[Part of a data file]
>> Start

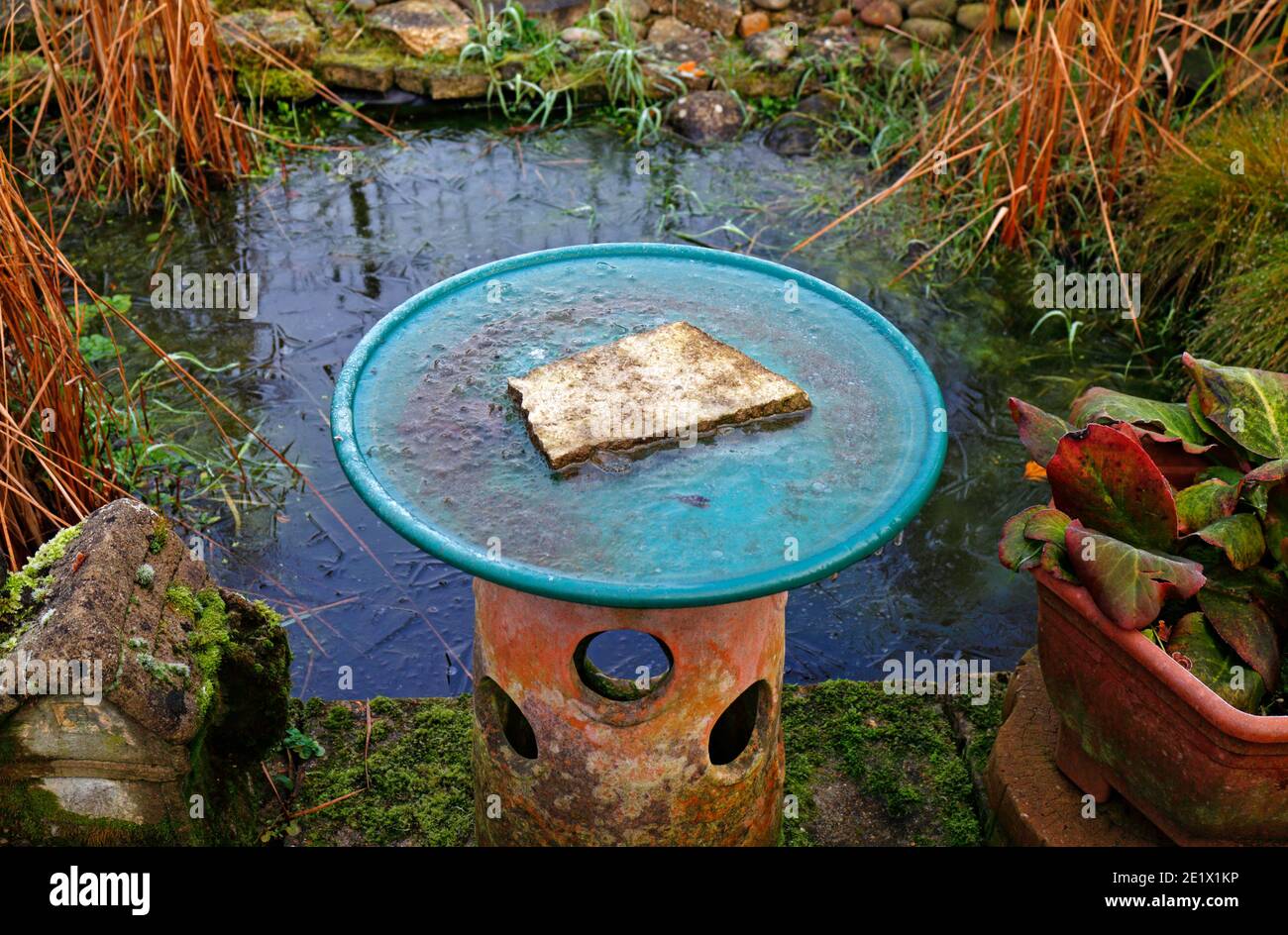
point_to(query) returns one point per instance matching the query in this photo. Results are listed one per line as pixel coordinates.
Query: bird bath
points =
(695, 545)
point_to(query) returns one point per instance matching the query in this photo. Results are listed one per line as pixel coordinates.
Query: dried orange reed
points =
(138, 98)
(1037, 141)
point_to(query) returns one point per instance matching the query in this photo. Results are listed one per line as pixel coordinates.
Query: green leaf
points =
(1248, 404)
(1275, 523)
(1196, 646)
(1039, 430)
(1269, 472)
(1247, 629)
(1239, 537)
(1258, 583)
(1220, 472)
(1205, 504)
(1128, 583)
(1172, 421)
(1014, 550)
(1047, 526)
(1104, 478)
(1055, 561)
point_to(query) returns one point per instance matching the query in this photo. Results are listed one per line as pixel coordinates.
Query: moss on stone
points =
(160, 535)
(24, 590)
(897, 753)
(864, 767)
(421, 783)
(30, 814)
(274, 84)
(209, 636)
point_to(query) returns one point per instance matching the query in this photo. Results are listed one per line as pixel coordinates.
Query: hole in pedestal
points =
(733, 730)
(514, 725)
(622, 665)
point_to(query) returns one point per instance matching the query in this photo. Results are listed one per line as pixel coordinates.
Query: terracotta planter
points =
(1132, 720)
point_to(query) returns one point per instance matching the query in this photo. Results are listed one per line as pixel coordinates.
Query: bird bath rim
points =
(563, 586)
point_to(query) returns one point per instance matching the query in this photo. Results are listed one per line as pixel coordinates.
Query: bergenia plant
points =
(1173, 517)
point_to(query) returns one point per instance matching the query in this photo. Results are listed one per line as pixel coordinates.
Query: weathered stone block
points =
(570, 404)
(287, 33)
(423, 27)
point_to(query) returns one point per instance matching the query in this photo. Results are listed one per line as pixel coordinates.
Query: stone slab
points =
(1033, 801)
(671, 381)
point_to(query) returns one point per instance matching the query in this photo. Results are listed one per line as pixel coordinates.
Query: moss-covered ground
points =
(864, 768)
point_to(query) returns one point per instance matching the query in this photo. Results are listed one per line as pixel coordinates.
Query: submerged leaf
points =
(1106, 479)
(1172, 421)
(1247, 629)
(1214, 662)
(1128, 583)
(1205, 504)
(1248, 404)
(1039, 430)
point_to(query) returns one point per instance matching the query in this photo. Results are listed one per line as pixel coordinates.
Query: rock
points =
(717, 16)
(441, 81)
(751, 24)
(423, 27)
(666, 80)
(112, 690)
(274, 84)
(575, 35)
(706, 117)
(557, 13)
(635, 11)
(671, 30)
(797, 133)
(454, 85)
(336, 27)
(928, 31)
(932, 9)
(364, 69)
(881, 13)
(287, 33)
(677, 42)
(769, 48)
(833, 44)
(973, 16)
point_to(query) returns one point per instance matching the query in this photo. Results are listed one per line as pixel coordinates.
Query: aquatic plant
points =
(1173, 517)
(75, 434)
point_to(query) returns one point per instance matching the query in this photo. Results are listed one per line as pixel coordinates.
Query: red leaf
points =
(1104, 478)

>> End

- **Task goal**: Copy each line of the records above that contains the string "moss". Matching is case-sensitive.

- **Solution for this exercise**:
Query: moss on stone
Query: moss-covered ground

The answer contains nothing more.